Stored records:
⁂
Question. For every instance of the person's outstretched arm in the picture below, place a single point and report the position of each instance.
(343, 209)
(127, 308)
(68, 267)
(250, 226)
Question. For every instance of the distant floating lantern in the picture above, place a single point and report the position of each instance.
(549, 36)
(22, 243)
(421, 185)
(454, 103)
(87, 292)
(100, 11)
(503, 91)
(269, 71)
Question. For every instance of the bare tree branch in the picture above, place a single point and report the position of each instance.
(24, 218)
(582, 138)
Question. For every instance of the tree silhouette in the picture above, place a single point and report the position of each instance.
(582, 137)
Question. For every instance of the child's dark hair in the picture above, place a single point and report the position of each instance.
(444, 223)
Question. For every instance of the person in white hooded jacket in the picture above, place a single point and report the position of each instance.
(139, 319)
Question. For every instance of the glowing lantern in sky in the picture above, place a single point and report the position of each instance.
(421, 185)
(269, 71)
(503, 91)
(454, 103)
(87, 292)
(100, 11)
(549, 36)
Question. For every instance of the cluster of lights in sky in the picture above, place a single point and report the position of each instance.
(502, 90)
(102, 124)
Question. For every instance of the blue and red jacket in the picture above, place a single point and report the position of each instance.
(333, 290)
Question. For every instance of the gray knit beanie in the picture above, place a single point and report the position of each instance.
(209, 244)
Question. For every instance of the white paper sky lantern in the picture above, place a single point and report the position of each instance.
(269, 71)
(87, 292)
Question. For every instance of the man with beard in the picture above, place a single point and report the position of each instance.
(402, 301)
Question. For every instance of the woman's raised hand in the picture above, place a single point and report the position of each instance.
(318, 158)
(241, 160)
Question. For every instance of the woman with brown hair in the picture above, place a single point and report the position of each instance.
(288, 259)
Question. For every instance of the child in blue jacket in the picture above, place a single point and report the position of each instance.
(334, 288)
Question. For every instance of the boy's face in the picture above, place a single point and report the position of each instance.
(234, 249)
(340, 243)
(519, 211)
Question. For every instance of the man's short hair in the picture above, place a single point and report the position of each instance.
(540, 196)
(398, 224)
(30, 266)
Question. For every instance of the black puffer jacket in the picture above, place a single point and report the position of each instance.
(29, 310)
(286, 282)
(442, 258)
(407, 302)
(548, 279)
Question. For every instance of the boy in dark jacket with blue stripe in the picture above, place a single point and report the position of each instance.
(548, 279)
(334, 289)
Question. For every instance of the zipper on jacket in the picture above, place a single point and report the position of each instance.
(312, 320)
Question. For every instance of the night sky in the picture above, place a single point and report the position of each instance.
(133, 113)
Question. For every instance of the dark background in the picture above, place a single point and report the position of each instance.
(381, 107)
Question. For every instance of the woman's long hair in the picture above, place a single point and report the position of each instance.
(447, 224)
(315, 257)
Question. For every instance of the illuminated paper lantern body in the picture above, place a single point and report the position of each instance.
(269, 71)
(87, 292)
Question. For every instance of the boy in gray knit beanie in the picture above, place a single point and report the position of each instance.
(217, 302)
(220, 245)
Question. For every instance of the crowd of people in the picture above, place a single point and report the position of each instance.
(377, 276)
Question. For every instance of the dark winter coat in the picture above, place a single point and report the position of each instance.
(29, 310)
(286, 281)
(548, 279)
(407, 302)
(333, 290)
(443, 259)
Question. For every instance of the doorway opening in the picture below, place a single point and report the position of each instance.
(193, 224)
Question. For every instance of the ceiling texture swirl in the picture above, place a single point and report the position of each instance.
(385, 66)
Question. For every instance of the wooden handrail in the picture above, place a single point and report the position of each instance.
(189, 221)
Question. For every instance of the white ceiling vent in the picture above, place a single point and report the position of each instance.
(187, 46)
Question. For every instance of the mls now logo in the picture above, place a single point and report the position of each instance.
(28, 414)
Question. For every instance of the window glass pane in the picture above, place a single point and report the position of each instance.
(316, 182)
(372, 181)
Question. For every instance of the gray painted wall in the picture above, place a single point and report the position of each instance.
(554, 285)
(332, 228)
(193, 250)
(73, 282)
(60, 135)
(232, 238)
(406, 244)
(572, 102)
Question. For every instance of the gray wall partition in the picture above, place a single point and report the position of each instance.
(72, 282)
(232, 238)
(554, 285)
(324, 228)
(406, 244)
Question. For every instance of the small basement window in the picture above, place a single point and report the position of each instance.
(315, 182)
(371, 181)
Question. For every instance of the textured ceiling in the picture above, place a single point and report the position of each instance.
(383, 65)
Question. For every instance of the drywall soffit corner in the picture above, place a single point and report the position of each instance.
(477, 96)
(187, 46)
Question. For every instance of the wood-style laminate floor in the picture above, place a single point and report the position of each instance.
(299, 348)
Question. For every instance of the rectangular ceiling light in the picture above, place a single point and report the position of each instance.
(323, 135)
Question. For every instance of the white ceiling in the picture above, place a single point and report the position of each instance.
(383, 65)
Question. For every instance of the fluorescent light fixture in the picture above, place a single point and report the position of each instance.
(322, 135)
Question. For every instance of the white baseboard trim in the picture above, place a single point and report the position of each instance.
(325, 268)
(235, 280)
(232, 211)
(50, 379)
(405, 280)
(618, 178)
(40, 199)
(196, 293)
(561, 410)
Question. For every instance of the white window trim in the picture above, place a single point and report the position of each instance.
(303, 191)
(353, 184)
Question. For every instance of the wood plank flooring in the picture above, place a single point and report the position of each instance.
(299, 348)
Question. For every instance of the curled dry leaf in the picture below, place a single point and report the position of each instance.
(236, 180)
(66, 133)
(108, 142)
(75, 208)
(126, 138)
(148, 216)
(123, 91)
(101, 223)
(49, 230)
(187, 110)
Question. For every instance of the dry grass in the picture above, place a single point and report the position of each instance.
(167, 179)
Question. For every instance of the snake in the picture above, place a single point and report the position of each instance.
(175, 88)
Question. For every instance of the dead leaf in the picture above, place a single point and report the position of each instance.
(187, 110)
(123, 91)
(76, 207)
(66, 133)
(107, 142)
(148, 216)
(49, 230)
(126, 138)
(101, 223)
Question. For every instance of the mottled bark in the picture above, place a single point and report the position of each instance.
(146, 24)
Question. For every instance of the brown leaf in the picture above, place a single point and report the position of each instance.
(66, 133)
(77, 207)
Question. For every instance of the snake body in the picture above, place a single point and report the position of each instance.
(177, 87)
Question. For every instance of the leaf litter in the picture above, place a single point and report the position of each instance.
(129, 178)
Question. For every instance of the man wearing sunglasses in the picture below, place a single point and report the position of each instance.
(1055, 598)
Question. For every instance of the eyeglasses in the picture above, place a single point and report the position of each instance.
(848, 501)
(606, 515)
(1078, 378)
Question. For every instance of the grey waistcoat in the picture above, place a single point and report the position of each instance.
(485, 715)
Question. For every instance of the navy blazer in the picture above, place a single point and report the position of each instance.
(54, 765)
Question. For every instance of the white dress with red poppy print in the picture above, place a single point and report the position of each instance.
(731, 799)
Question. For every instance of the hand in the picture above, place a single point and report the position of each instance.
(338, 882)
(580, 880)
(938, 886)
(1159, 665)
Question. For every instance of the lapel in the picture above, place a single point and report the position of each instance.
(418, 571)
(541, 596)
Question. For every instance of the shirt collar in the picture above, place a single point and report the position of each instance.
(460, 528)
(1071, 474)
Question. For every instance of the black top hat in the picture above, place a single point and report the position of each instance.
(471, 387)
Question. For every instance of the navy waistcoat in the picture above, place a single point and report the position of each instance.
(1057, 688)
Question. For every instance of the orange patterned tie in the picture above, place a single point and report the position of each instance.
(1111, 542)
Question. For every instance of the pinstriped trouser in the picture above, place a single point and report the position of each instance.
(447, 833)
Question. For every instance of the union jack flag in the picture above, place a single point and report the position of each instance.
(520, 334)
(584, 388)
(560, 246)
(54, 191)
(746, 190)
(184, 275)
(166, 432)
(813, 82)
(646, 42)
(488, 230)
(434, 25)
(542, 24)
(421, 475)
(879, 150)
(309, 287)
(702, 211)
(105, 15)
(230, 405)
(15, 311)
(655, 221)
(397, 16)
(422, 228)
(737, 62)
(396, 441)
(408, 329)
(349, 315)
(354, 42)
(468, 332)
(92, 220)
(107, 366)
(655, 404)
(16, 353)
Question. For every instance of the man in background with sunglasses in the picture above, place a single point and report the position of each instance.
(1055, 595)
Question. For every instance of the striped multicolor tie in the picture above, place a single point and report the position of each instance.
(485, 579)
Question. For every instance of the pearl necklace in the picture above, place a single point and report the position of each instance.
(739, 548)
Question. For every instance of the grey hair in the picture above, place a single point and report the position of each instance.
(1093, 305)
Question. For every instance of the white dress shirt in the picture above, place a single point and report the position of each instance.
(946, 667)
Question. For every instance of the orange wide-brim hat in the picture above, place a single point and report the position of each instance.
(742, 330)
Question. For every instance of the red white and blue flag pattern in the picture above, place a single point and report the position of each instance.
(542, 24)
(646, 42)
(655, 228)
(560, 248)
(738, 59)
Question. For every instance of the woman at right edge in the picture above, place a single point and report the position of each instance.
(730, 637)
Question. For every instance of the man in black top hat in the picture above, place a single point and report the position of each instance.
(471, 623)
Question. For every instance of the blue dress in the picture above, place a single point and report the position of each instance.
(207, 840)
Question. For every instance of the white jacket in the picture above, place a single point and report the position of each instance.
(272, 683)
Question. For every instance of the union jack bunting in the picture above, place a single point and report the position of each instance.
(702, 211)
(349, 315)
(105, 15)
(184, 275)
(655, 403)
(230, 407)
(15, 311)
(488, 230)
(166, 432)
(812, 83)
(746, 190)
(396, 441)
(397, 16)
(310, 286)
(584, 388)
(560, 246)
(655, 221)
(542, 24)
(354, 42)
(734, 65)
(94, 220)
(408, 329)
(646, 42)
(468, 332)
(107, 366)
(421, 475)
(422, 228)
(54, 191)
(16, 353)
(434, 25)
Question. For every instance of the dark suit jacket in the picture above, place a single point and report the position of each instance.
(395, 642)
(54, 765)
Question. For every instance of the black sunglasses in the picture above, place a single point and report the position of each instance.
⁂
#### [GIVEN REQUEST]
In the records above, return only the line that contains "Question. For every instance of the white jacket" and every line after it through the last, exactly as they appear.

#### [ANSWER FOR THIS EXERCISE]
Question. For every instance of the white jacket in the picture above, place a single point and report the position of each instance.
(272, 683)
Question. For every instance of the union jack bunting in the picture above, place a single point and report the position of each instance.
(702, 211)
(349, 315)
(105, 15)
(184, 275)
(655, 403)
(230, 407)
(15, 311)
(488, 230)
(166, 432)
(812, 83)
(746, 190)
(396, 441)
(397, 16)
(310, 286)
(584, 388)
(560, 246)
(655, 221)
(542, 24)
(354, 42)
(734, 65)
(94, 220)
(408, 329)
(646, 42)
(468, 332)
(107, 366)
(421, 475)
(422, 228)
(54, 191)
(16, 353)
(434, 25)
Question. For every instance of the dark suit jacket in the picture above, place a single point and report the position of each instance.
(395, 642)
(54, 765)
Question. For every instance of the black sunglasses in the picture above, place a single point and report the position of each instance.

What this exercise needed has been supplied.